> [About this task] Extend the commentary on gold prices below, picking up after its final sentence.

> [Selected excerpt]
Gold surrenders its modest intraday gains to the $1,660 zone and retreats to the lower end of its daily trading range during the first half of the European session. Currently hovering around the $1,650 area, the emergence of some US dollar dip-buying is seen as a key factor weighing on the dollar-denominated commodity.
In fact, the USD Index, which measures the greenback's performance against a basket of currencies, rebounds swiftly from a one-and-half-week low touched earlier this Tuesday. The prospects for a more aggressive policy tightening by the Fed, reaffirmed by hotter US consumer inflation figures released last week, remain supportive of elevated US Treasury bond yields. This, in turn, assists the greenback to regain positive traction and drives flows away from the non-yielding gold.
Apart from this, a V-shaped recovery in the global risk sentiment - as depicted by the ongoing strong follow-through rally in the equity markets - further undermines the safe-haven XAU/USD. The downside, however, remains cushioned, at least for the time being, amid worries about a deeper global economic downturn. Rapidly rising borrowing costs, along with geopolitical risks and China's strict zero-COVID policy, have been fueling recession fears and should cap the optimism.

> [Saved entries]
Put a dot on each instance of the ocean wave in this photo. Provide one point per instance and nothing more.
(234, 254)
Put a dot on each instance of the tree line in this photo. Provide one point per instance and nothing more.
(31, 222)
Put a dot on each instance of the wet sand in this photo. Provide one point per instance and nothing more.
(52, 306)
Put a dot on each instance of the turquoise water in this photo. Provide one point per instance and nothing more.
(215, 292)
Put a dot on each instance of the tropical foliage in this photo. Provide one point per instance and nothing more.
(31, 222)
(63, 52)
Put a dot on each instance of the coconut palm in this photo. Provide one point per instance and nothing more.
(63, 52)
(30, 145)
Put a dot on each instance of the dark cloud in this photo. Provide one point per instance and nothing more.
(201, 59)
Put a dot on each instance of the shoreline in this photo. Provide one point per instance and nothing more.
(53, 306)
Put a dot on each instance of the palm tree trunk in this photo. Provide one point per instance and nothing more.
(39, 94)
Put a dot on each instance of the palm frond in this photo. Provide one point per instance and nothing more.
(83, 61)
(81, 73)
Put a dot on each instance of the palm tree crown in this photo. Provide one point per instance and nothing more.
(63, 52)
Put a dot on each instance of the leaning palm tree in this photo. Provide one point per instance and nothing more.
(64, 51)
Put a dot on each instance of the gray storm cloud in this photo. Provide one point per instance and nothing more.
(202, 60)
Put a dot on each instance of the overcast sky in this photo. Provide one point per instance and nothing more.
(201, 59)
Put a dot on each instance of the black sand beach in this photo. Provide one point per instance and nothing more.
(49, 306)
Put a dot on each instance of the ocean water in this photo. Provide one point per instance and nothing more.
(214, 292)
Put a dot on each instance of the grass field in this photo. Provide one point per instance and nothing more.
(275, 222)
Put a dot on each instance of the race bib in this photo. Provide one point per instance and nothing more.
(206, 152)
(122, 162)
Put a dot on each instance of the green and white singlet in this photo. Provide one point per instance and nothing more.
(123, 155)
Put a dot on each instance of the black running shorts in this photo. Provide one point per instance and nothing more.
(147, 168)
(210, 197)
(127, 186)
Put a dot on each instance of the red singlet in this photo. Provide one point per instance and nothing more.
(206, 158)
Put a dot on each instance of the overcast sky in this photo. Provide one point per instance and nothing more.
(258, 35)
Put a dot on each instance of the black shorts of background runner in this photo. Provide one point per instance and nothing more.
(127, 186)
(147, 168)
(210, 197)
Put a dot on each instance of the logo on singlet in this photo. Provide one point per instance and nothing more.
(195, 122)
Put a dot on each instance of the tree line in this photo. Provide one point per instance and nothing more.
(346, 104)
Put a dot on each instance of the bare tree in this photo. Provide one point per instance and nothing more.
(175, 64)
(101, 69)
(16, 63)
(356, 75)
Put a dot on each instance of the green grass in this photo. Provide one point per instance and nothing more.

> [Output below]
The mixed fundamental backdrop warrants some caution before placing aggressive directional bets, though the metal's inability to gain any meaningful traction favours bearish traders. Furthermore, the recent repeated failures near the $1,680-$1,682 supply zone suggest that the path of least resistance for gold is to the downside. Hence, any move up back towards the said barrier could be seen as a selling opportunity and runs the risk of fizzling out rather quickly.
Market participants now look forward to the US economic docket, featuring the release of Industrial Production data and Capacity Utilization Rate. This, along with the US bond yields, will influence the USD price dynamics and provide some impetus to gold. Apart from this, traders will take cues from the broader market risk sentiment to grab short-term opportunities around the XAU/USD.